■ **Description of the task**:
Reproduce the listing that follows in full. Omit its images.

■ **Stored data**:

------------

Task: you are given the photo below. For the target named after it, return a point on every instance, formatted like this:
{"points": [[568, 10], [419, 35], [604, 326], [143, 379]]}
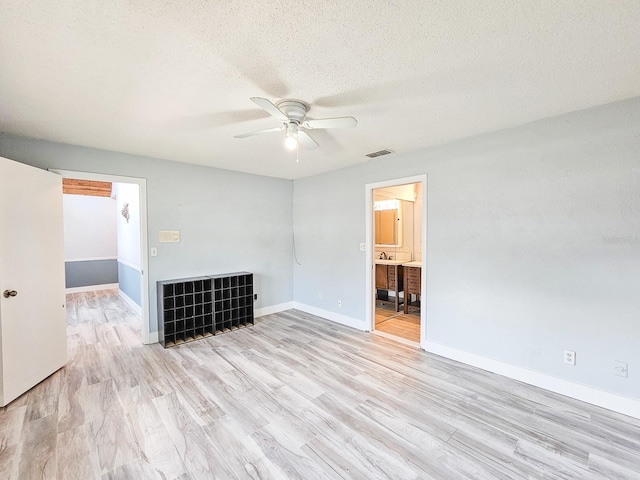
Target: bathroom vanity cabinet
{"points": [[389, 276]]}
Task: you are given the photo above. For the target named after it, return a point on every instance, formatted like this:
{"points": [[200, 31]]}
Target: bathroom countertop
{"points": [[389, 262]]}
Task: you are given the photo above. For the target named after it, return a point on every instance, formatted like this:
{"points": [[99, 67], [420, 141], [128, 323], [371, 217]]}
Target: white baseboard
{"points": [[594, 396], [136, 308], [334, 317], [92, 288], [281, 307]]}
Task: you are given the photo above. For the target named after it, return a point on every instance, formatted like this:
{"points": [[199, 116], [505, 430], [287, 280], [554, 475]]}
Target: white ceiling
{"points": [[172, 80]]}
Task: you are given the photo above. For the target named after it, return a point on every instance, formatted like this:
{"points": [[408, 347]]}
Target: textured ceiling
{"points": [[172, 80]]}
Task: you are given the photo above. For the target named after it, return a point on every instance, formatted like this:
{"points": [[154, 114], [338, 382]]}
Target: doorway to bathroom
{"points": [[396, 263]]}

------------

■ **Solved problem**:
Task: you are given the photo below. For the target named after it, return a point on every instance, formatted like this:
{"points": [[568, 10], [419, 35], [604, 326], [143, 379]]}
Target: bathroom vanity cabinet
{"points": [[389, 276]]}
Task: you are given the photo above. For the target named after it, return a point on every instance, formatted like this:
{"points": [[200, 31]]}
Target: bathroom countertop
{"points": [[389, 262]]}
Task: you are given the photo above. For the target named after it, return a point on every instance, formatted like this:
{"points": [[99, 67], [420, 141], [128, 323], [371, 217]]}
Target: white baseboard
{"points": [[594, 396], [136, 308], [334, 317], [92, 288], [281, 307]]}
Task: you are given the photo above. For the target named after it, return a point on every instance, formatted like this:
{"points": [[199, 116], [505, 430], [287, 280], [554, 475]]}
Target: white ceiling
{"points": [[172, 80]]}
Task: you are given the photo above. For the target named after it, return a point on every instance, formatted like this:
{"points": [[408, 347]]}
Target: textured ceiling
{"points": [[172, 80]]}
Task: you are given the photo above. For the target named after it, return a point on every instance, formatted like this:
{"points": [[154, 114], [338, 382]]}
Target: doorway to bathroom
{"points": [[396, 263]]}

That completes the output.